= Doel =
Stemmen de volgende beweringen overeen met de leestekst over onderscheidend vermogen? Antwoord per bewering met ja of nee en citeer letterlijk de woorden uit die tekst die de doorslag geven.
(a) Onderscheidend vermogen is de kans dat de nulhypothese wordt verworpen als die onjuist is.
(b) Onderscheidend vermogen kan worden gezien als de specificiteit van de hypothesetoets.
(c) Het hoofdstuk gebruikt de benadering met een kritiek gebied.

= Leestekst =
Hoofdstuk 7: Hypothese toetsen: Introductie in Hypothese Toetsen (Kritiek Gebied benadering)
Onderscheidend Vermogen
Onderscheidend Vermogen
Het Onderscheidend Vermogen van een toets is de kans dat de nulhypothese wordt verworpen wanneer het onjuist is.
\[\text{Vermogen} = \mathbb{P}(\text{verwerp }H_0\,|\,H_0 \text{ is onjuist}) = 1 - \mathbb{P}(\text{Type II fout}) = 1 - \beta\]
Onderscheidend vermogen kan worden gezien als de gevoeligheid van de hypothese toets.

= Gegevensrijen =
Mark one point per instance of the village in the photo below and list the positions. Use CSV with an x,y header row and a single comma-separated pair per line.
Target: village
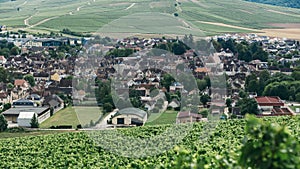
x,y
45,75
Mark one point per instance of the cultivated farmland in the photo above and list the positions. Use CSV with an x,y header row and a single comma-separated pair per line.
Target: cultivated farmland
x,y
155,17
78,150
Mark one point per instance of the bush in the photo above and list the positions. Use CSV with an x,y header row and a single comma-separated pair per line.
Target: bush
x,y
79,126
3,123
16,130
34,122
269,146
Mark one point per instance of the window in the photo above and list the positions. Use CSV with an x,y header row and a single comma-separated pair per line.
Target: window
x,y
120,120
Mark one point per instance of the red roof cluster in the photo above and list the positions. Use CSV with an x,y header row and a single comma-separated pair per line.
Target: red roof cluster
x,y
19,82
188,114
281,111
269,101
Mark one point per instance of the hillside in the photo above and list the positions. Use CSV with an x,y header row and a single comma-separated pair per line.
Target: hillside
x,y
285,3
199,17
80,150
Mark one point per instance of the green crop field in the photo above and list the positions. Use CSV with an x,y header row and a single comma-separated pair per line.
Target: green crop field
x,y
78,150
168,117
145,16
73,116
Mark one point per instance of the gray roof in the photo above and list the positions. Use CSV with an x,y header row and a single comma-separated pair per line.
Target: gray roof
x,y
17,110
133,111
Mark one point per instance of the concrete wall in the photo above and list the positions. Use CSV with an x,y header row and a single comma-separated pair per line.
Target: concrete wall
x,y
44,117
127,119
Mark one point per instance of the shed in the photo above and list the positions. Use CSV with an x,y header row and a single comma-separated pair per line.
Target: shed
x,y
24,118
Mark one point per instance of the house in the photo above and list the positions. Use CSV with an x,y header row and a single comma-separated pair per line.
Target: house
x,y
4,97
176,86
23,103
24,118
2,60
174,104
188,117
281,112
53,101
55,77
130,117
21,83
201,72
42,76
267,103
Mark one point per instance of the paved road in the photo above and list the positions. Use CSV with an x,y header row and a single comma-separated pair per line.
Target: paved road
x,y
103,123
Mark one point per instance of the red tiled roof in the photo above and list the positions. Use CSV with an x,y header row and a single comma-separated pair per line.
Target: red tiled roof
x,y
201,70
19,82
281,111
188,114
269,101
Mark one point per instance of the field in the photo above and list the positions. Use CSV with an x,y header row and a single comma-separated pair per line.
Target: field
x,y
26,133
73,116
78,150
198,17
168,117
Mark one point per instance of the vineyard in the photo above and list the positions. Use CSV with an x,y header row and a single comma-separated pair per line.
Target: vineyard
x,y
77,150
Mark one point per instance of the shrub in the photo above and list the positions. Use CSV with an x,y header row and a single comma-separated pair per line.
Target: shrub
x,y
34,122
3,123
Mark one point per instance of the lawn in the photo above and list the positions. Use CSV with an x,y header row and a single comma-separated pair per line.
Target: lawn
x,y
65,116
91,16
73,116
294,108
4,135
168,117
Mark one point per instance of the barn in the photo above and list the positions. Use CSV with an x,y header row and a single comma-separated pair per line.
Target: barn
x,y
24,118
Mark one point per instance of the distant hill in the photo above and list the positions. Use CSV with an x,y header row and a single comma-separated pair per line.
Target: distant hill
x,y
285,3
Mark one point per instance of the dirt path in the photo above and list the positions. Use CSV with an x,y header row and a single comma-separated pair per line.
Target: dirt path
x,y
292,33
199,3
283,13
132,5
26,21
229,26
43,21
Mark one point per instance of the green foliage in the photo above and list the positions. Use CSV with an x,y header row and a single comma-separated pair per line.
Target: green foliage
x,y
269,146
221,149
120,52
204,113
30,79
3,123
204,99
107,107
6,106
34,122
51,111
167,81
285,3
248,106
202,84
228,102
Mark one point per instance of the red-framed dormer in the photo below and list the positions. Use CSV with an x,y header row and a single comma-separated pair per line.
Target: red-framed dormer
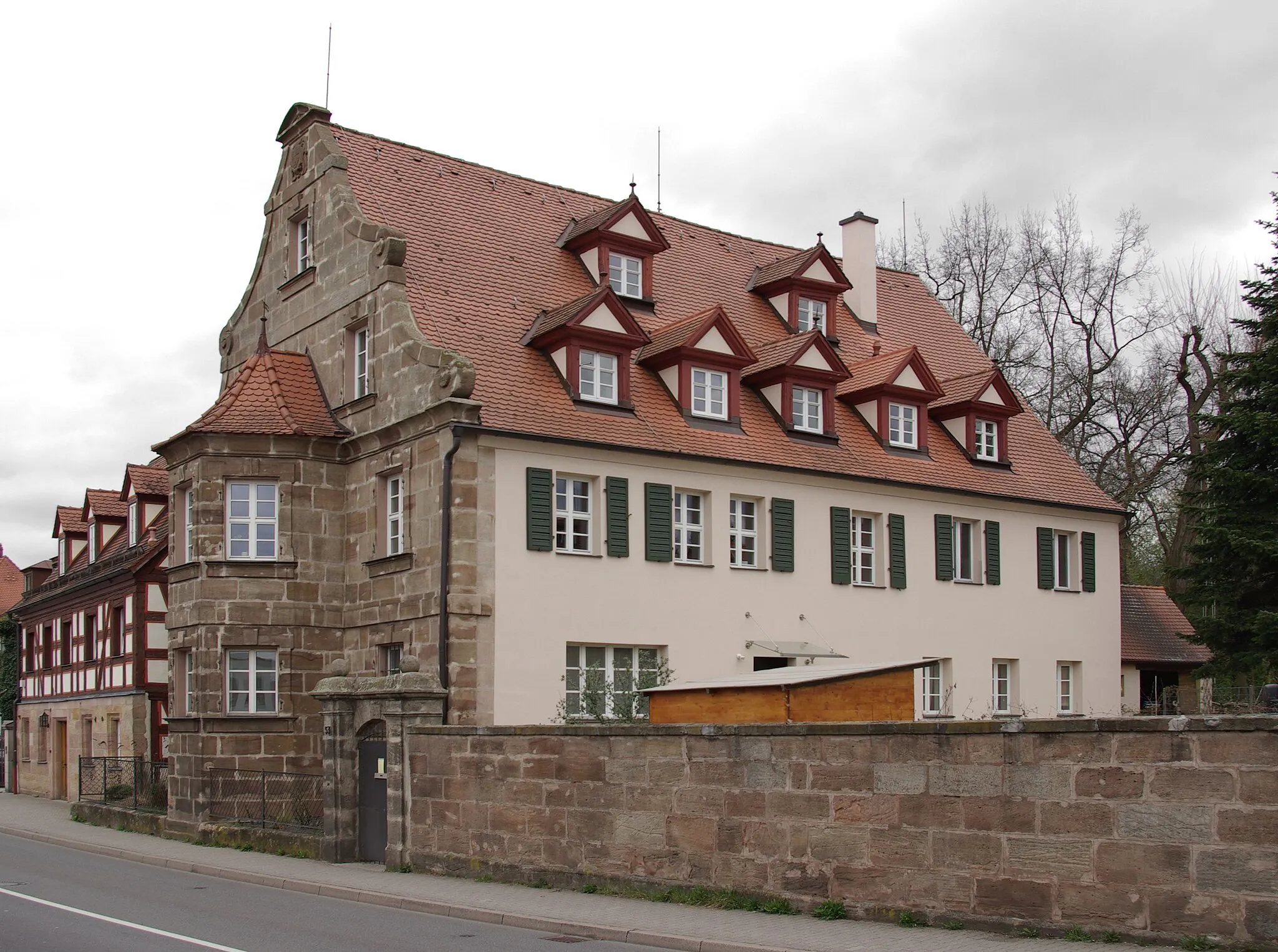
x,y
146,493
803,289
617,247
974,410
590,341
72,536
700,359
891,392
798,377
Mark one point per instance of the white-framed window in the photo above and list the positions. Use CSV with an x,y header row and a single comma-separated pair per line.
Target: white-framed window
x,y
743,533
965,551
689,527
863,550
812,314
625,275
1001,686
190,528
987,440
394,515
597,376
1061,560
710,394
252,681
573,514
902,427
1065,686
361,348
603,680
934,691
252,519
302,242
806,412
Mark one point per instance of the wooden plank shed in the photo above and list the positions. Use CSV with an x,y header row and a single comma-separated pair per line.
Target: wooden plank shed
x,y
791,696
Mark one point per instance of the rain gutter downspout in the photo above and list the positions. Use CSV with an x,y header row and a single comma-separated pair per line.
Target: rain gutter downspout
x,y
446,563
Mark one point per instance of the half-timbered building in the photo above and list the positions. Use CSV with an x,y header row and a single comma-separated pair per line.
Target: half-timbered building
x,y
94,666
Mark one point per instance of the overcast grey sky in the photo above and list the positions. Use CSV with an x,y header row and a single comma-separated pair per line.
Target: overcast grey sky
x,y
140,148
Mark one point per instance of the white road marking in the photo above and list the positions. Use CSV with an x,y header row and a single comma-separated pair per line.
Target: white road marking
x,y
120,921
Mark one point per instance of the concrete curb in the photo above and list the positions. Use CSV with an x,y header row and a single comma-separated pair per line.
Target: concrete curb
x,y
586,931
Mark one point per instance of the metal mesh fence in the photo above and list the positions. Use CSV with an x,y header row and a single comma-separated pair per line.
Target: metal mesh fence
x,y
125,781
266,798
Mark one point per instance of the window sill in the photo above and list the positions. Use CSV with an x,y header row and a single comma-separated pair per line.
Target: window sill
x,y
389,565
359,403
298,283
251,569
183,573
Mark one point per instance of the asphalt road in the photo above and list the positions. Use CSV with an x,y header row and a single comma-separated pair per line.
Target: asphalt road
x,y
203,913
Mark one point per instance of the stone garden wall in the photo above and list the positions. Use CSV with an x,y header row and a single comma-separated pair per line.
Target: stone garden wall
x,y
1144,826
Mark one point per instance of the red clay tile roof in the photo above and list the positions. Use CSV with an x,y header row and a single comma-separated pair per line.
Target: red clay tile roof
x,y
147,481
1153,628
11,583
790,266
463,234
275,392
69,519
105,503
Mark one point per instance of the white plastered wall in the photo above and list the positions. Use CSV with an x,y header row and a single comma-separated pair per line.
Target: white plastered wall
x,y
549,600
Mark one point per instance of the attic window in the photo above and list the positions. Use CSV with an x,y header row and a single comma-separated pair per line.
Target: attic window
x,y
625,275
812,314
902,426
710,394
302,242
598,377
987,440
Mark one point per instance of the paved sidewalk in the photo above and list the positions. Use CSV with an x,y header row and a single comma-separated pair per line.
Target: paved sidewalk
x,y
547,910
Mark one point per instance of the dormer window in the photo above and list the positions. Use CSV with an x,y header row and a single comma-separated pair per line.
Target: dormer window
x,y
807,409
302,243
812,314
987,440
598,376
710,394
625,275
902,426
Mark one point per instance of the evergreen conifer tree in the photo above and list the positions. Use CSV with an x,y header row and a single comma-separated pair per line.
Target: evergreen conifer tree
x,y
1232,576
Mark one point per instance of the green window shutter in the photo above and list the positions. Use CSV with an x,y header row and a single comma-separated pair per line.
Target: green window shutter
x,y
541,509
993,571
896,550
1047,575
783,536
619,515
1089,561
840,546
658,522
945,548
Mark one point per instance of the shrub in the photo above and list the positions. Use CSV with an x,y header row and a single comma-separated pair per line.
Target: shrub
x,y
831,910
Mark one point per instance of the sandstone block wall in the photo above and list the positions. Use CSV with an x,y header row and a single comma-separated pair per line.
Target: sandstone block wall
x,y
1126,825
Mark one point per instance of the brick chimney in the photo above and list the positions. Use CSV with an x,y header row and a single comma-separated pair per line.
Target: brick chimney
x,y
859,268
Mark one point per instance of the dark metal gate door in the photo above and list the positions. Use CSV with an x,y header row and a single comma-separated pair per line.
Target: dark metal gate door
x,y
372,799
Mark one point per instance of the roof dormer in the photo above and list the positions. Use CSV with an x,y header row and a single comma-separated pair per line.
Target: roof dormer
x,y
891,392
700,359
803,289
974,410
618,242
590,342
796,377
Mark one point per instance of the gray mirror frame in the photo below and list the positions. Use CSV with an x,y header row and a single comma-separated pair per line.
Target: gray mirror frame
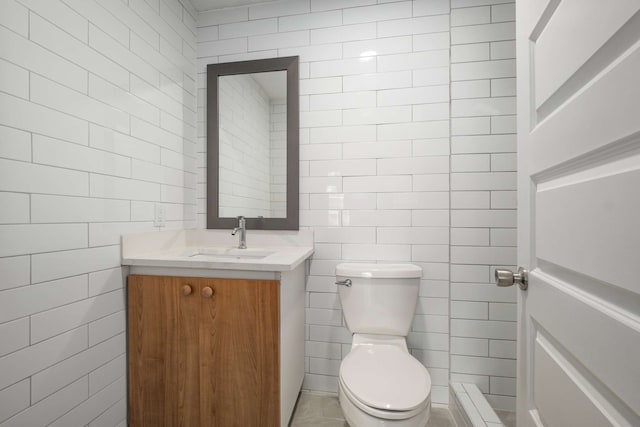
x,y
290,65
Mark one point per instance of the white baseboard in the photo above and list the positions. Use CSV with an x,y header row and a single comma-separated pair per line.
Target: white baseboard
x,y
470,408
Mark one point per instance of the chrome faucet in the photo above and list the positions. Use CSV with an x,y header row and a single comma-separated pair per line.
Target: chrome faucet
x,y
242,228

= Antwoord =
(a) Ja: "de kans dat de nulhypothese wordt verworpen wanneer het onjuist is"
(b) Nee: "de gevoeligheid van de hypothese toets"
(c) Ja: "Kritiek Gebied benadering"